— Begin Data to use —

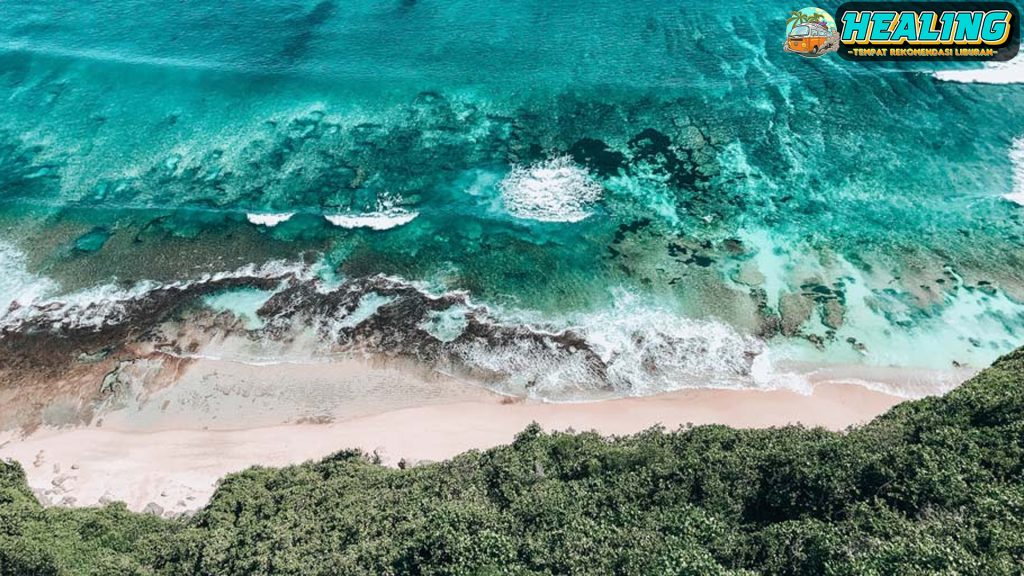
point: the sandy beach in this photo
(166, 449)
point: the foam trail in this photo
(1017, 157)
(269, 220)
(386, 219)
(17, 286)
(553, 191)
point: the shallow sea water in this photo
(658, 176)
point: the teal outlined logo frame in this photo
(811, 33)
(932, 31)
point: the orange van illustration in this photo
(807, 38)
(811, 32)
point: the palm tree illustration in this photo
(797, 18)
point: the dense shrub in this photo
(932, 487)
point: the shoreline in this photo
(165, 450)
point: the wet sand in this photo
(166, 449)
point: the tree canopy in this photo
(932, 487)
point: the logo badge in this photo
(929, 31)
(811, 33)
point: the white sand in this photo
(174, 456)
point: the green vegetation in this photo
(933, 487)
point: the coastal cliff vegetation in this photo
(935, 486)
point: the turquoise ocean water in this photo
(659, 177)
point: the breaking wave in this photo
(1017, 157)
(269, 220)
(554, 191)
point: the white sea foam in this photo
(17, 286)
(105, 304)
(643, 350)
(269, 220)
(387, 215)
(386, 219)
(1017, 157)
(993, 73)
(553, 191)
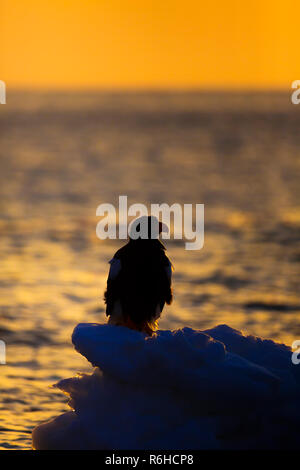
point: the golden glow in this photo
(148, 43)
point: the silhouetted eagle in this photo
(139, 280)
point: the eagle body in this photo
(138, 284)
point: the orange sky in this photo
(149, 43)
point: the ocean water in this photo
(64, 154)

— End Data to use —
— Begin Data to use —

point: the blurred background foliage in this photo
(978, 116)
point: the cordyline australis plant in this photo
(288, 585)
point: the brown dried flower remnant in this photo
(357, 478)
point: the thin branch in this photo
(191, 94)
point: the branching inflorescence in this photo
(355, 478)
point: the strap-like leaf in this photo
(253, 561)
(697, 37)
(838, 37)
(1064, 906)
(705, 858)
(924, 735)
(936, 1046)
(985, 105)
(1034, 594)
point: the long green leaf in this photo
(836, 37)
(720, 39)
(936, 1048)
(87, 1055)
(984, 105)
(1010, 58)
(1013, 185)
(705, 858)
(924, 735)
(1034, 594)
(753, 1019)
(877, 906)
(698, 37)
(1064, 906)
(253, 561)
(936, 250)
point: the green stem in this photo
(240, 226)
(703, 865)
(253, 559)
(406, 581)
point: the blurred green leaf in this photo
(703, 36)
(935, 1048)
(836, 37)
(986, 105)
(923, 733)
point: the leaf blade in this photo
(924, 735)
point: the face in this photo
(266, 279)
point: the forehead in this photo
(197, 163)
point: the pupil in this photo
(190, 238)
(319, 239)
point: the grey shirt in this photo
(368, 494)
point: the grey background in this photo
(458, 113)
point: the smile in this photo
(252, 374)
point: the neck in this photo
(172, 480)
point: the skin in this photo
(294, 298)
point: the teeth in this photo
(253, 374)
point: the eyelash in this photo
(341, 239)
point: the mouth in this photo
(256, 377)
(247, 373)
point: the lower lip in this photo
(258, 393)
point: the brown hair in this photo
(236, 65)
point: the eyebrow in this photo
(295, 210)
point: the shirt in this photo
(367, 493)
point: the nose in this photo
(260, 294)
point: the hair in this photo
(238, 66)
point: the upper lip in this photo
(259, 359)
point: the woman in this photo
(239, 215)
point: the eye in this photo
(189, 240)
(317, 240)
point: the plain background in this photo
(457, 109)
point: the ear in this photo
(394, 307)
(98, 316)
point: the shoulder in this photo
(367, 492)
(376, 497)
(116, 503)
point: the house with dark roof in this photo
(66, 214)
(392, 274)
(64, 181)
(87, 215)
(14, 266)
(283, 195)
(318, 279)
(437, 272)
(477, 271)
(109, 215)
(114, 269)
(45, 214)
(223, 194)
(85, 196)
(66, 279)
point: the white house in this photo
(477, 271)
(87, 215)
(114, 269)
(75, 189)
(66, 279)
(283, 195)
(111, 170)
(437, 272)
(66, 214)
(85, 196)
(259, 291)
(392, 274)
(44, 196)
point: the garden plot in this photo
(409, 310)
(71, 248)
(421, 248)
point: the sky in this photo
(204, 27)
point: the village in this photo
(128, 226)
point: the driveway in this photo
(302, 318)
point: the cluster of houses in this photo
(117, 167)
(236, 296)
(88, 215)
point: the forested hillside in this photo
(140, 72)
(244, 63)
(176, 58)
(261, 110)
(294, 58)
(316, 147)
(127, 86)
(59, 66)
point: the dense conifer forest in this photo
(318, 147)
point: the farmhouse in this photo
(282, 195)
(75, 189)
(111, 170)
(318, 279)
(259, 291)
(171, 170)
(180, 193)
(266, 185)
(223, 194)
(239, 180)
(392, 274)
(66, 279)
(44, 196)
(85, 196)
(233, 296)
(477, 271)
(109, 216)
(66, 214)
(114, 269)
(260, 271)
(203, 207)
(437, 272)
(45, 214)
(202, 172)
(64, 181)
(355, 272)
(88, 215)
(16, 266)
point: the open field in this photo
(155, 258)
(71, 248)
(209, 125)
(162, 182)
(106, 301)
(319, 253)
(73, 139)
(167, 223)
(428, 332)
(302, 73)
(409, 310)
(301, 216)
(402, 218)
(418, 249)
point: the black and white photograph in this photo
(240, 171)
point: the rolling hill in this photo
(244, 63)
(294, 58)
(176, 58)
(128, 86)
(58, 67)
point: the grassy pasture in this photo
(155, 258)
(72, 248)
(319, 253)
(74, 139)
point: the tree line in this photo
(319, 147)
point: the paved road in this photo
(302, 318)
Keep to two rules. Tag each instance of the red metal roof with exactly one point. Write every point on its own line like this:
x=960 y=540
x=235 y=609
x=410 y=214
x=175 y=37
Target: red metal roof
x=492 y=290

— End Data to use —
— Begin Data to use —

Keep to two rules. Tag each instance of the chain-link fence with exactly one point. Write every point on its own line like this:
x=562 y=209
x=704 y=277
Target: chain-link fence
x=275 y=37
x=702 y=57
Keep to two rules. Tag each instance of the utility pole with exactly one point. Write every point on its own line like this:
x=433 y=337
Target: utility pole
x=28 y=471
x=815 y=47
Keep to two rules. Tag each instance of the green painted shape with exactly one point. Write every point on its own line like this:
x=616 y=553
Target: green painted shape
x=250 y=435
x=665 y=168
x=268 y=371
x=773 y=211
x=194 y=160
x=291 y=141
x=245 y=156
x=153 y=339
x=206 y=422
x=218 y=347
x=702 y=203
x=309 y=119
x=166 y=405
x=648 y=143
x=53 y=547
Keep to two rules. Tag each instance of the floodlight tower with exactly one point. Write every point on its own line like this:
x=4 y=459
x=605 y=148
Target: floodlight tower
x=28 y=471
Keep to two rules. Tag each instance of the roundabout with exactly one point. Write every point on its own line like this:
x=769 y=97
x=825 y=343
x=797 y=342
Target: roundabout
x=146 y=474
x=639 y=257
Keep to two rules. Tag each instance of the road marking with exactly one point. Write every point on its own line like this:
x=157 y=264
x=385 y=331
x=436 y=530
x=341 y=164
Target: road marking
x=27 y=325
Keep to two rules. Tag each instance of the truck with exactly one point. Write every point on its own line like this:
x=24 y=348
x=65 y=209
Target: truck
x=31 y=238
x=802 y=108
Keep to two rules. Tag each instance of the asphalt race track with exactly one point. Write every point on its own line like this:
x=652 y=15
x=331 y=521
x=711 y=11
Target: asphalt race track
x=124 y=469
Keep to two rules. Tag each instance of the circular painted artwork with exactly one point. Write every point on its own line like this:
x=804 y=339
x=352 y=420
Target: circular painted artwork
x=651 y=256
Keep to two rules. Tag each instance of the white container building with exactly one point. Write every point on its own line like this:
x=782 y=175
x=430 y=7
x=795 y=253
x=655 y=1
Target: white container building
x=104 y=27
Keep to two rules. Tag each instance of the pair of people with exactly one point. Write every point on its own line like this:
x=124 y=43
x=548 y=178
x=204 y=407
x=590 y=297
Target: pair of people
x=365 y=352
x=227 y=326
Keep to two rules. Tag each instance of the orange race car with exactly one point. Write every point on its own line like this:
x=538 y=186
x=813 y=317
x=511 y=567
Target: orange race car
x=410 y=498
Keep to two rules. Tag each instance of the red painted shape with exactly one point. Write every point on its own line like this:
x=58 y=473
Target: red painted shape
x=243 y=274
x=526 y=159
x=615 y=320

— End Data to use —

### Aim of the exercise
Copy out the lines of the listing above, starting at the one containing "Keep to two rules. Tag each instance of the red metal" and ending at the one containing "x=492 y=290".

### Exercise response
Keep to two rules. Tag each instance of the red metal roof with exactly one point. Write every point on its own line like this:
x=960 y=540
x=235 y=609
x=410 y=214
x=175 y=37
Target: red metal roof
x=492 y=290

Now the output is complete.